▶ Source:
======

Question

Question #cdc14

Answer 1

(B) `=(2+sqrt2)s`

Explanation:

Let `s` be the total distance covered in time `t`.
We know from general expression that `s=ut+1/2g.t^2`
Since the object falls from rest, `u=0`
Equation becomes `s=1/2g.t^2` ......(1)

It is given that object covers half of the distance in the last second. It implies that it covers first half of the distance in `(t-1)` seconds.
We obtain
`s/2=1/2g.(t-1)^2`.......(2)
Dividing equation (1) by (2)
We obtain
`2=t^2/(t-1)^2`, Solving for `t`
`2xx(t-1)^2=t^2`
or `2xx(t^2-2t+1)^2=t^2`
or `t^2-4t+2=0`
Using the quadratic formula for finding roots
`t=(-b+-sqrt(b^2-4ac))/(2a)`
or `t=(4+-sqrt((-4)^2-4xx1xx2))/2`
or `t=(4+-sqrt(8))/2`
or `t=(2+-sqrt2)`

Considering `t=(2-sqrt2)` root.

We observe that `tapprox0.6s`. For this root `(t-1)` is negative. Therefore, the condition for obtaining equation (2) can not be physically fulfilled. Hence, this root is to be ignored.
`:. t=(2+sqrt2)s`

You made a correct choice.

======

(Excerpts from location labeling data)
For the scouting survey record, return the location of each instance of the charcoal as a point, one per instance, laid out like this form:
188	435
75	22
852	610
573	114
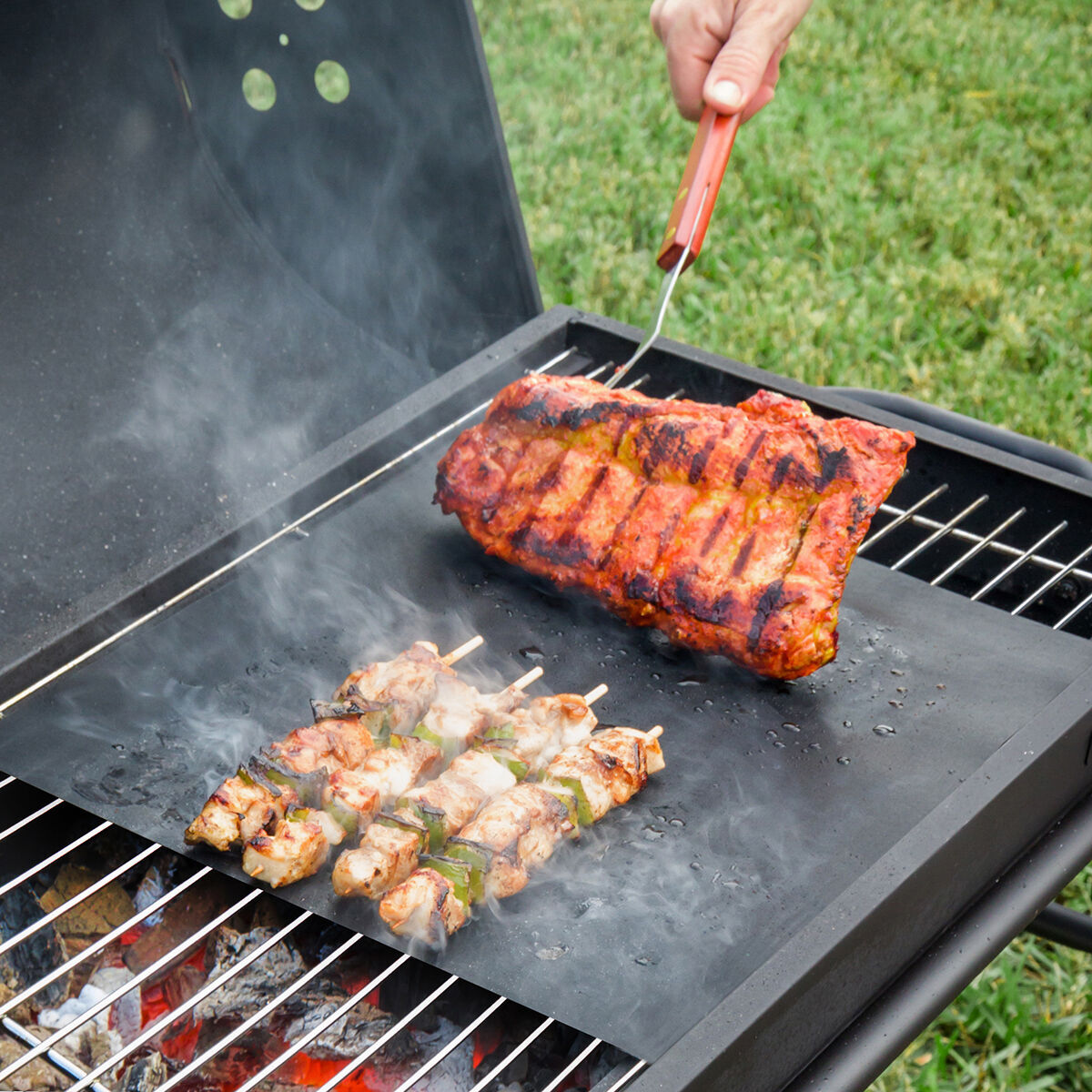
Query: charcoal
36	1076
345	1037
145	1075
35	956
245	994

======

▶ Stated problem:
Reproduce word for word the part of the falling-object solution that runs from "We know from" down to "equation (1) by (2)". You will not need the records for anything here.

▶ Task output:
We know from general expression that `s=ut+1/2g.t^2`
Since the object falls from rest, `u=0`
Equation becomes `s=1/2g.t^2` ......(1)

It is given that object covers half of the distance in the last second. It implies that it covers first half of the distance in `(t-1)` seconds.
We obtain
`s/2=1/2g.(t-1)^2`.......(2)
Dividing equation (1) by (2)